> _SHORT TASK_:
Copy the records below, switching every "evenodd" to "nonzero" and leaving everything else unchanged.

> _EXTRACTED ENTRIES_:
-- START --
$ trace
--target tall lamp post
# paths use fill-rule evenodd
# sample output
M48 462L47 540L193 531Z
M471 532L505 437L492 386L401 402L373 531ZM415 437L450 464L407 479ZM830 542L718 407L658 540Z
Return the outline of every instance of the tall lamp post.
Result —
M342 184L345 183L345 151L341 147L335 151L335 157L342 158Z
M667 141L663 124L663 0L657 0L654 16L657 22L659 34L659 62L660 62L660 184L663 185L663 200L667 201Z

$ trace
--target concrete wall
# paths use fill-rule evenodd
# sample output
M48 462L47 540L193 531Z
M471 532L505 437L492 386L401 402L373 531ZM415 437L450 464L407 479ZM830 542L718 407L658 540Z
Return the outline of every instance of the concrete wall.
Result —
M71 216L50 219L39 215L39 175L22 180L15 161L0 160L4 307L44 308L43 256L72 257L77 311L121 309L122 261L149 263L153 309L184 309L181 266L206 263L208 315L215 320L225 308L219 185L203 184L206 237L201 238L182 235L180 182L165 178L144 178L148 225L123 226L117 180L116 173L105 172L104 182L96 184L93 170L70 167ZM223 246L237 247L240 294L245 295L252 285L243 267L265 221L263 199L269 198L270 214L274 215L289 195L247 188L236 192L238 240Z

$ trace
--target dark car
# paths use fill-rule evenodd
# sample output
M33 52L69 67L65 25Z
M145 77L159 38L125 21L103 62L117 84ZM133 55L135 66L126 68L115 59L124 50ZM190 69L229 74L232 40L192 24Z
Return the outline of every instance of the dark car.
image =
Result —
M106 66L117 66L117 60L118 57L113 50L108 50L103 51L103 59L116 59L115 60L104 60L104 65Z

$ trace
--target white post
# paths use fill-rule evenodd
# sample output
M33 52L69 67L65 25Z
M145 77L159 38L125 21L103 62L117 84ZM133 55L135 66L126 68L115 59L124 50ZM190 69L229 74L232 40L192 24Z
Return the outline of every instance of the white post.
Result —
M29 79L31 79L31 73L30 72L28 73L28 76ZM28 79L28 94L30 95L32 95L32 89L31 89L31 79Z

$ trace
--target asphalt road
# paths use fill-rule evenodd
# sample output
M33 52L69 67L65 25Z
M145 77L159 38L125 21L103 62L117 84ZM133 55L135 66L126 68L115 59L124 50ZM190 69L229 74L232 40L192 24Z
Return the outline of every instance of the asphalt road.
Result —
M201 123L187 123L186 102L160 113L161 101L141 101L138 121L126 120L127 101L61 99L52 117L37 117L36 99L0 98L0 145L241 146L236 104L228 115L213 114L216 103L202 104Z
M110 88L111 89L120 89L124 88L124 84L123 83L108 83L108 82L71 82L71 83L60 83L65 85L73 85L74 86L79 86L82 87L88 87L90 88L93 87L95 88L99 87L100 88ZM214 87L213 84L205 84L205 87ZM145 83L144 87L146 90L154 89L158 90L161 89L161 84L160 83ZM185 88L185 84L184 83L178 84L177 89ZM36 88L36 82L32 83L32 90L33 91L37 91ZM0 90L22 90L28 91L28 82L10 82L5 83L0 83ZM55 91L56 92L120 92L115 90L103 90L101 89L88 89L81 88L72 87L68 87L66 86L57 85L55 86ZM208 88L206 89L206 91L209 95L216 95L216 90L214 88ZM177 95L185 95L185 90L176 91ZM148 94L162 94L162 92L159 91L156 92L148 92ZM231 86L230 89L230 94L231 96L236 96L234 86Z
-- END --
> _OUTPUT FOR THIS EXERCISE_:
$ trace
--target tall lamp post
# paths use fill-rule nonzero
# sample output
M48 462L47 540L193 531Z
M471 532L505 437L492 386L401 402L373 531ZM415 437L450 464L407 479ZM830 542L718 407L658 540Z
Return the outline of every instance of the tall lamp post.
Result —
M342 184L345 183L345 151L341 147L335 151L335 157L342 158Z
M667 141L663 124L663 0L657 0L654 16L657 22L659 34L659 62L660 62L660 184L663 185L663 200L667 201Z

$ trace
--target concrete wall
# paths use fill-rule nonzero
# sample output
M48 462L47 540L193 531Z
M471 532L505 437L492 386L401 402L373 531ZM415 437L450 464L407 479ZM830 542L718 407L658 540Z
Return the outline of every instance of the concrete wall.
Result —
M71 216L50 219L39 215L39 175L22 180L15 161L0 160L4 307L44 308L43 256L72 257L77 311L121 309L122 261L149 263L153 309L184 309L181 266L206 263L208 315L215 320L225 308L219 185L203 184L206 237L201 238L182 235L180 182L165 178L144 178L148 225L123 226L117 180L116 173L105 172L104 182L96 184L93 170L70 167ZM223 246L237 247L240 294L245 295L252 285L243 267L265 221L263 199L269 198L270 214L274 215L289 195L247 188L236 192L238 240Z

$ trace
--target dark car
# paths use fill-rule nonzero
# sample output
M33 52L69 67L65 25Z
M145 77L159 38L125 21L103 62L117 84ZM133 55L135 66L126 68L115 59L124 50ZM190 69L229 74L232 40L192 24Z
Return the outline of every instance of the dark car.
image =
Result —
M106 66L117 66L117 60L118 57L113 50L108 50L103 51L103 59L116 59L115 60L104 60L104 65Z

$ trace
--target white post
# paths use fill-rule nonzero
# sample output
M33 52L69 67L65 25Z
M145 77L159 38L125 21L103 62L117 84ZM133 55L135 66L126 68L115 59L124 50ZM190 69L229 74L232 40L192 24Z
Return the outline of every instance of the white post.
Result —
M29 79L31 79L31 73L30 72L28 73L28 76ZM28 79L28 94L30 95L32 95L32 89L31 89L31 79Z

$ trace
--target asphalt road
# paths use fill-rule nonzero
# sample output
M33 52L69 67L65 25Z
M145 77L159 38L125 21L103 62L117 84ZM133 55L135 66L126 68L115 59L124 50ZM190 69L229 74L232 40L192 24Z
Return the outline of every instance of the asphalt road.
Result —
M201 123L187 123L186 102L160 113L161 101L141 101L138 121L126 120L127 101L61 99L52 117L37 117L36 99L0 98L0 145L241 146L236 104L228 115L213 114L216 103L202 104Z
M110 88L111 89L120 89L124 88L124 84L123 83L108 83L108 82L71 82L71 83L60 83L65 85L73 85L74 86L79 86L82 87L88 87L90 88L93 87L95 88L99 87L100 88ZM214 87L213 84L205 84L205 87ZM145 83L144 87L146 90L154 89L158 90L161 89L161 84L160 83ZM185 88L185 84L184 83L178 84L177 89ZM36 88L36 82L32 83L32 90L33 91L37 91ZM0 90L22 90L28 91L28 82L10 82L5 83L0 83ZM55 91L56 92L120 92L115 90L103 90L101 89L88 89L81 88L72 87L68 87L66 86L57 85L55 86ZM208 88L206 89L206 91L209 95L216 95L216 90L214 88ZM177 95L185 95L185 90L176 91ZM148 94L162 94L162 92L159 91L156 92L148 92ZM231 86L230 89L230 94L231 96L236 96L234 86Z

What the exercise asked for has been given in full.